▶ [Aim of the exercise]: Reproduce each item below word for word, leaving out nothing.

########

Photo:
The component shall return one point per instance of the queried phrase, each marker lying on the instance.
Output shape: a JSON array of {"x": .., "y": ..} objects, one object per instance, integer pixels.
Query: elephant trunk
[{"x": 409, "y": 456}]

########

▶ [Response below]:
Photo:
The component shall return one point per instance of the queried phrase, each marker lying on the instance.
Output shape: a JSON array of {"x": .., "y": ..} objects, one object per instance, integer pixels.
Query: elephant trunk
[{"x": 409, "y": 456}]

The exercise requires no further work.